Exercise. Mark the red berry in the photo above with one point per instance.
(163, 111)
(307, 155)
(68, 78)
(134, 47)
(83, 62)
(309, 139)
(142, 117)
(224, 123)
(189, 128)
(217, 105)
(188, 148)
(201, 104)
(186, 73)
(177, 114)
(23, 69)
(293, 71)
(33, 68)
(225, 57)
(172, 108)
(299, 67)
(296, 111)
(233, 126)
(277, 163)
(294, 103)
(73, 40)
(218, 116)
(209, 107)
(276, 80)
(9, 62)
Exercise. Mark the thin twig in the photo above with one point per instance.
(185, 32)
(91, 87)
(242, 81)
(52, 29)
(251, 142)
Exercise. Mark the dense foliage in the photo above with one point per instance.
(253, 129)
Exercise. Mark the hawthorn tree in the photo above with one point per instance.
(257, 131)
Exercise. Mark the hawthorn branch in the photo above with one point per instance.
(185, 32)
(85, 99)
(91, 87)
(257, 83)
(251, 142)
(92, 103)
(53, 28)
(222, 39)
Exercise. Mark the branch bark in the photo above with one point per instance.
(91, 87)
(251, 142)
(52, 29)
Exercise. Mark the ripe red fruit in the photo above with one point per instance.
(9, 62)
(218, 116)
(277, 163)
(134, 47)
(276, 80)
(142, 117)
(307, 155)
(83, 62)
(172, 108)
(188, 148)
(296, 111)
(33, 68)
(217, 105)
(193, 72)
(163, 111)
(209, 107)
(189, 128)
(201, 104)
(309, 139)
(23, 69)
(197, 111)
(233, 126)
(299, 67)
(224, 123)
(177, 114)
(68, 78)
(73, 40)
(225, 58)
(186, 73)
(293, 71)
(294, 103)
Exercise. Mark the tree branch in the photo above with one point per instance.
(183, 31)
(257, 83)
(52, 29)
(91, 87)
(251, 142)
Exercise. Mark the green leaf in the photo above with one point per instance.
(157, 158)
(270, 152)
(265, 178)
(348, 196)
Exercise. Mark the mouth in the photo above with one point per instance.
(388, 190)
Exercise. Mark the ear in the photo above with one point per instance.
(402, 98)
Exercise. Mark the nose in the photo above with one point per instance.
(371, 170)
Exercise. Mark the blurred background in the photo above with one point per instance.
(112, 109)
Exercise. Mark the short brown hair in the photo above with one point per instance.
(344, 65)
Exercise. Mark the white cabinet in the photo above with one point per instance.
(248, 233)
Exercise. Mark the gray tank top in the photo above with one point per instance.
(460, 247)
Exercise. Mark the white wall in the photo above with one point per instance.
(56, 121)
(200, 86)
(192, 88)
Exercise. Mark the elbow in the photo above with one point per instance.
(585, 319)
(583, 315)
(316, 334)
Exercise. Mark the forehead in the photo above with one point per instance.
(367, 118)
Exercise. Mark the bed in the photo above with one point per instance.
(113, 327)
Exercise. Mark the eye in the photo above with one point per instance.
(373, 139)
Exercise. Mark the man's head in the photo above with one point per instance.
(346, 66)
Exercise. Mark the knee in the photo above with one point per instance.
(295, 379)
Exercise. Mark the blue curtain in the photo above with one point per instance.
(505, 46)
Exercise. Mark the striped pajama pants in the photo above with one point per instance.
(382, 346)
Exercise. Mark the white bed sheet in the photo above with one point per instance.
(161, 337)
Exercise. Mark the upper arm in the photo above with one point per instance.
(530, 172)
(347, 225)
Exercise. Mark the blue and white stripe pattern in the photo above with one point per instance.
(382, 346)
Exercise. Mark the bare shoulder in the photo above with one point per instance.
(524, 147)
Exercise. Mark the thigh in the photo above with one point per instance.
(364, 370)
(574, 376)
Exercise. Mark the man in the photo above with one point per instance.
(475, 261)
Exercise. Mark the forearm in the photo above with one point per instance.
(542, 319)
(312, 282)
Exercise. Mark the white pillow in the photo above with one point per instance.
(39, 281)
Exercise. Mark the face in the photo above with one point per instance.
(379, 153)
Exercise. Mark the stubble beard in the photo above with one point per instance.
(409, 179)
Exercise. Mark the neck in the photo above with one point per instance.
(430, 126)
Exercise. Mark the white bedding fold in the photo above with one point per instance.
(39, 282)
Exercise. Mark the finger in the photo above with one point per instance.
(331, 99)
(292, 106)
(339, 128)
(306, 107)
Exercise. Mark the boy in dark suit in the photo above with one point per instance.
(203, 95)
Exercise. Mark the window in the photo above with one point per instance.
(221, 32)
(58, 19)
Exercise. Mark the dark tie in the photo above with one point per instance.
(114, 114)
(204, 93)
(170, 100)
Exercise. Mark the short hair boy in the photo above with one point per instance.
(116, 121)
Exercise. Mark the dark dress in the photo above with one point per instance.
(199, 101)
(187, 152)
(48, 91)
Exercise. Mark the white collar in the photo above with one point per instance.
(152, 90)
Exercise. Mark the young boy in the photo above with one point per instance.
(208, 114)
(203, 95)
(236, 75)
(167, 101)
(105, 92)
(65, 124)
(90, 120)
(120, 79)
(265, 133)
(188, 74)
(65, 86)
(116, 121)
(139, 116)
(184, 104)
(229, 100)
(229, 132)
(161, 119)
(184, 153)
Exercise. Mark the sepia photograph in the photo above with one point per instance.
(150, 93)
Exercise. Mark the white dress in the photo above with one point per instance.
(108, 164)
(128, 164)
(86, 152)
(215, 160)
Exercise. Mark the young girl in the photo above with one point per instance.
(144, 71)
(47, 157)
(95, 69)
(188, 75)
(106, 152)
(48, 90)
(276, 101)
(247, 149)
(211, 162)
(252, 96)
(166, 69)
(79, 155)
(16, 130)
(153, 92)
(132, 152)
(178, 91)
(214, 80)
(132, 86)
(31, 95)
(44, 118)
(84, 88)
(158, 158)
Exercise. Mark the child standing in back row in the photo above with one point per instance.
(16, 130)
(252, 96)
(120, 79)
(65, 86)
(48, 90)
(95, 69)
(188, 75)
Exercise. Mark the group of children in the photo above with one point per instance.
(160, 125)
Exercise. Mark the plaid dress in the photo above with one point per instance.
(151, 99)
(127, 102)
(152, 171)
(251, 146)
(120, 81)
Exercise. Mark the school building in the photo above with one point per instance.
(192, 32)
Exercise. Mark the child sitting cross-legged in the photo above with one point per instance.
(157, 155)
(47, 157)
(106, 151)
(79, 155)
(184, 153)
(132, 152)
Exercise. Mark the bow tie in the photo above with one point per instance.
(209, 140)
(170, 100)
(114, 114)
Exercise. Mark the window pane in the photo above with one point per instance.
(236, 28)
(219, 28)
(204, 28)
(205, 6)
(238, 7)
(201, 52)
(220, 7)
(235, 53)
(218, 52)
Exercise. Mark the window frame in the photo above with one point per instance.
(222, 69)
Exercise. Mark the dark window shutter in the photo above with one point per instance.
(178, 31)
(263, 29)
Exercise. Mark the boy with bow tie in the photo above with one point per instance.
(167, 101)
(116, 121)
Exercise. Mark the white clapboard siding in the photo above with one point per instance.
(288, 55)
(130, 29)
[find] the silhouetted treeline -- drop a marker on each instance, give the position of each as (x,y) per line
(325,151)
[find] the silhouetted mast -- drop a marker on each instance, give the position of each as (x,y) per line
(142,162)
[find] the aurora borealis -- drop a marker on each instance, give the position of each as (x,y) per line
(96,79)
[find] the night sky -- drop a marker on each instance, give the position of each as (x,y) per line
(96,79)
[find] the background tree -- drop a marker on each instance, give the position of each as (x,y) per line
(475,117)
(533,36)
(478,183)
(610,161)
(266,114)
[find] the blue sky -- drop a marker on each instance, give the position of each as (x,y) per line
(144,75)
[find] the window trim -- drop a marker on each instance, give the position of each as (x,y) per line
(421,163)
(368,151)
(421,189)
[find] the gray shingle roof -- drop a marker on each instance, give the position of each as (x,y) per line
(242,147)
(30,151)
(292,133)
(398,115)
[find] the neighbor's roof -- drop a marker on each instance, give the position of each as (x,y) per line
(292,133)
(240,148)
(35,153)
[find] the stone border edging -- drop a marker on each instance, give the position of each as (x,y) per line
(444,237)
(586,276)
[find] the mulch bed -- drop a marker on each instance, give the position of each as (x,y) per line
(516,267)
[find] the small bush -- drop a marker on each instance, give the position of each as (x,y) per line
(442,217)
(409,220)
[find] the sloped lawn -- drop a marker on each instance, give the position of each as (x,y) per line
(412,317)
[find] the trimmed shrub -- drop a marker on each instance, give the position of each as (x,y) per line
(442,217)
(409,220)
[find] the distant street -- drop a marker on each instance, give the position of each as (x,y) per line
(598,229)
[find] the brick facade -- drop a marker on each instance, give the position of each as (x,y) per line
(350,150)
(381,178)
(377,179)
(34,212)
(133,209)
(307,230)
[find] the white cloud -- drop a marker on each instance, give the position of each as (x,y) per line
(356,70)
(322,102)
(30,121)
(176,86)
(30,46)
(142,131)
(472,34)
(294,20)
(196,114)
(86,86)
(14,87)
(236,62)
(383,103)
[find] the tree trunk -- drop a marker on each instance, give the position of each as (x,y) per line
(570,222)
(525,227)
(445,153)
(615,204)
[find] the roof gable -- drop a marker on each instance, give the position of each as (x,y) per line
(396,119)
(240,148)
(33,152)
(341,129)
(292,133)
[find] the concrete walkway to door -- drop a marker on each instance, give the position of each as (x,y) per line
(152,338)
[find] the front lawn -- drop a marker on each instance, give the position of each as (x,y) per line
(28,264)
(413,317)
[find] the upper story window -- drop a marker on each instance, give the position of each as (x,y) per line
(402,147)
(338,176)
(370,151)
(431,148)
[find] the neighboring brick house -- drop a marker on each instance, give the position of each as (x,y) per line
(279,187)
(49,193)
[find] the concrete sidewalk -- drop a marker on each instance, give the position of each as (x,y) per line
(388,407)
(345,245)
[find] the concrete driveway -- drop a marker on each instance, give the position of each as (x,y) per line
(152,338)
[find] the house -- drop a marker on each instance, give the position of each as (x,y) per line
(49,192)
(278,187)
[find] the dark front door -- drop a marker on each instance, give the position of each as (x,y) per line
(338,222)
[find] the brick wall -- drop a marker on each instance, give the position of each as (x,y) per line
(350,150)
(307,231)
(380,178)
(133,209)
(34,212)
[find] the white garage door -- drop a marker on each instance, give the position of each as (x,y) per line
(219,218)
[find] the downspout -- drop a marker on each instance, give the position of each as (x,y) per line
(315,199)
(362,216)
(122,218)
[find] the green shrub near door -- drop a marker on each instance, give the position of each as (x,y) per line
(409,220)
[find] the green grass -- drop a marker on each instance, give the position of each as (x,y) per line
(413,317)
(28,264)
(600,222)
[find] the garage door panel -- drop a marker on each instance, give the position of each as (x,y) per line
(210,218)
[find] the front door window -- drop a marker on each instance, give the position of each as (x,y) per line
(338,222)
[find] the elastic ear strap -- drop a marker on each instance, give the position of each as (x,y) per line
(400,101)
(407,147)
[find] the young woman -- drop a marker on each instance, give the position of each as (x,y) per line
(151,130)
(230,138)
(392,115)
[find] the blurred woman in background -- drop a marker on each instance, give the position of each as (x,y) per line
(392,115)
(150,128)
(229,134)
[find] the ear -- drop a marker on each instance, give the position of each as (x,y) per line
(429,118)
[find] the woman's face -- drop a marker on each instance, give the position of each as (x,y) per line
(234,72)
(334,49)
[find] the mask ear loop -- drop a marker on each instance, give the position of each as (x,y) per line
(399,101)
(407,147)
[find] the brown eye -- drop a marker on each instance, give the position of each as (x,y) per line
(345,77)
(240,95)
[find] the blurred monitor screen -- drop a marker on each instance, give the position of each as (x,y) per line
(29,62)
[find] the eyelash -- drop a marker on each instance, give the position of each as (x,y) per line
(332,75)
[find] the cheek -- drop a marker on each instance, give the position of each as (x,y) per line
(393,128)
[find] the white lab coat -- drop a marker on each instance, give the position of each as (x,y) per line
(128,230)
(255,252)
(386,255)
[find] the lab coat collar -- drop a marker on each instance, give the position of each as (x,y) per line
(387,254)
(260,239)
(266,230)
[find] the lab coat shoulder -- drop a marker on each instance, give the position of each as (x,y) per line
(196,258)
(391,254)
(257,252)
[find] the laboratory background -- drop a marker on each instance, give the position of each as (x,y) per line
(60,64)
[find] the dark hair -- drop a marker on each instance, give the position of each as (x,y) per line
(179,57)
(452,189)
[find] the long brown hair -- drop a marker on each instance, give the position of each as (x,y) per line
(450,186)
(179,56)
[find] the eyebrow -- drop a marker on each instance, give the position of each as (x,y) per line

- _PROBLEM TO WORK ON_
Starting with the line that contains "[find] the lab coat shoulder", write out each line through the end of the listing, exactly as it appears, and include nothing else.

- _WRITTEN RESPONSE_
[find] the lab coat shoulder -- drop a marker on each instance, give the position of each as (x,y) per line
(196,258)
(391,254)
(257,252)
[find] the laboratory background -- drop a marker on each instance, give the position of each as (x,y) per line
(60,64)
[find] the dark hair -- drop a marker on each instance, give the position of each as (x,y) per line
(179,57)
(452,189)
[find] the long brown hair -- drop a marker on each instance, give the position of each as (x,y) per line
(450,186)
(179,56)
[find] the eyebrow -- drop a marker on each instance, give the position of each as (x,y) per line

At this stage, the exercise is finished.